[Natural language region descriptions]

....

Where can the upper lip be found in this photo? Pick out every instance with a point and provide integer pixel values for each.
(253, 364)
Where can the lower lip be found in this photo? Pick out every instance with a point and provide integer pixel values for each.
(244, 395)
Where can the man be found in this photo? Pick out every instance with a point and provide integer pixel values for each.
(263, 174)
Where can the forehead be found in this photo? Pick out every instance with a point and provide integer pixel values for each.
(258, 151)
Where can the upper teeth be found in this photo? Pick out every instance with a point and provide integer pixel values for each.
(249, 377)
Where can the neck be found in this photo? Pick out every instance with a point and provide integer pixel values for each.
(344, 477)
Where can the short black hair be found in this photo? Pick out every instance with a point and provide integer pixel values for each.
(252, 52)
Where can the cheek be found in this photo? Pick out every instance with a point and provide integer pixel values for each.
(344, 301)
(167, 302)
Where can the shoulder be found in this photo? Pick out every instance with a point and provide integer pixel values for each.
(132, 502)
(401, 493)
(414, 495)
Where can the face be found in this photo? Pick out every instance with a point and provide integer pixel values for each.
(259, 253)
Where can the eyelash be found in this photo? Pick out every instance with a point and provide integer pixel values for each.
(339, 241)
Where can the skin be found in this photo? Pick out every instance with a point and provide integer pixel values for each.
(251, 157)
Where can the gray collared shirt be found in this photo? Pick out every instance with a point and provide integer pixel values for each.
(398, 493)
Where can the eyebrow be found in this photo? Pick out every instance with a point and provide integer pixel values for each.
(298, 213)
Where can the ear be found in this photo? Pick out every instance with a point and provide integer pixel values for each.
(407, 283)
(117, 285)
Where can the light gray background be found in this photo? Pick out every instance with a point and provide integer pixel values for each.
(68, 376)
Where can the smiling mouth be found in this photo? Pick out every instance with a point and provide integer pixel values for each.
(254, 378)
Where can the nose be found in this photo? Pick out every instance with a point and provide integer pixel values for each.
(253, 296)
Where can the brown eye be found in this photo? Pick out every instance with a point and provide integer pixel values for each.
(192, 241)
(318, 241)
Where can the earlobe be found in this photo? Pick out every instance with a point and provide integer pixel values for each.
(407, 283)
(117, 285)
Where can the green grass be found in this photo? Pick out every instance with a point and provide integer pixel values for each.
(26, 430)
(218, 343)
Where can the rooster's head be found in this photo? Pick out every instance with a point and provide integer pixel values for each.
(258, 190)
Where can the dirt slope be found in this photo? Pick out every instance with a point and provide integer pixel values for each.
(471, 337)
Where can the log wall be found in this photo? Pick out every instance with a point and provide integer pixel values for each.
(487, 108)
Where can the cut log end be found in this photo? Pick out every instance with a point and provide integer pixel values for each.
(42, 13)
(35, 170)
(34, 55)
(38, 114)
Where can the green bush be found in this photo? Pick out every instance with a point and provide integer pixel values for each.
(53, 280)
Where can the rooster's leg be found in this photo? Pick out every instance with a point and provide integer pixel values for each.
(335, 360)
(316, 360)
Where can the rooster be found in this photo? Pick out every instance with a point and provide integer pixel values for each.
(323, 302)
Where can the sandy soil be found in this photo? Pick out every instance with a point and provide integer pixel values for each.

....

DIRECTIONS FOR THIS TASK: Would you please reproduce the entries above word for word?

ANSWER SPACE:
Where can the upper lip be found in this photo? Pick out every instance with a point and provide integer pixel values for each.
(253, 364)
Where can the lower lip be found in this photo? Pick out every instance with a point and provide integer pixel values for each.
(244, 395)
Where can the man be found in this photo? Pick out every instance with a point and provide integer pixel values for each.
(263, 174)
Where can the forehead be found in this photo? Pick out every instance with a point and provide integer pixel values for each.
(258, 151)
Where can the upper teeth be found in this photo? Pick out every instance with a point and provide integer pixel values for each.
(249, 377)
Where can the neck be found in this photo? Pick out every instance with a point and provide integer pixel values for each.
(344, 477)
Where can the short black hair be found in this photo? Pick out every instance with a point and provide integer pixel values for each.
(252, 52)
Where can the cheek be found in this photo? Pick out every instance with a point and provide integer pixel values for each.
(344, 301)
(167, 302)
Where can the shoulder be found in this photo? Pick out every instance with a point and provide integer pixel values for each.
(132, 502)
(401, 493)
(414, 495)
Where can the face be found in this photo? Pick out every instance with a point and provide integer pixel values for each.
(259, 253)
Where can the eyelash be found in this photo? Pick out every instance with a point and provide integer pixel values for each.
(339, 241)
Where can the skin be found in this photo? Pick out every instance with a point and provide integer pixel values for each.
(251, 157)
Where can the gray collared shirt be found in this photo? Pick out every instance with a point and provide integer pixel values for each.
(398, 493)
Where can the eyebrow be found in this photo? Pick out every instance with a point and provide integer pixel values for each.
(298, 213)
Where can the ear be found in this photo? Pick out every instance with a point and provide integer pixel values for each.
(407, 283)
(117, 285)
Where can the light gray background be found in this photo? Pick out every instance with a point and provide integer pixel values for each.
(68, 376)
Where can the smiling mouth be found in this photo? Pick out every instance with a point and provide integer pixel values for each.
(254, 378)
Where can the nose be found in this photo? Pick out every instance with a point and provide integer pixel values for each.
(253, 296)
Where can the brown eye be found in this photo? Pick out every instance with a point and provide integer pixel values for each.
(192, 241)
(318, 241)
Where can the earlobe be found in this photo? Pick out every instance with a point and provide integer pixel values for each.
(407, 283)
(117, 285)
Where can the green grass be found in this photo? Pick out every instance with a point and provide integer pixel values for each.
(26, 430)
(218, 343)
Where can the rooster's head be found in this photo? Pick out every instance with a point and provide integer pixel values for each.
(258, 190)
Where can the dirt slope be found in this photo? Pick out every instance with a point and provide integer pixel values for each.
(471, 337)
Where can the log wall be found in this photo? Pick out every instance with a point and provide integer pixel values for each.
(487, 108)
Where can the cut log end be found in this photo? Pick out every instance with a point and provide integer pixel values for each.
(42, 13)
(35, 170)
(34, 55)
(38, 114)
Where can the green bush be found in this photo? Pick out every instance with a point and provide integer pixel values for each.
(53, 280)
Where can the rooster's leg be found in this photo? Pick out every instance with a point and provide integer pixel values for each.
(335, 360)
(316, 360)
Where can the rooster be found in this photo? Pick out every instance with a point and provide integer pixel values for each.
(323, 302)
Where can the sandy soil be found in this photo? Pick out every instance with a point and provide integer pixel values for each.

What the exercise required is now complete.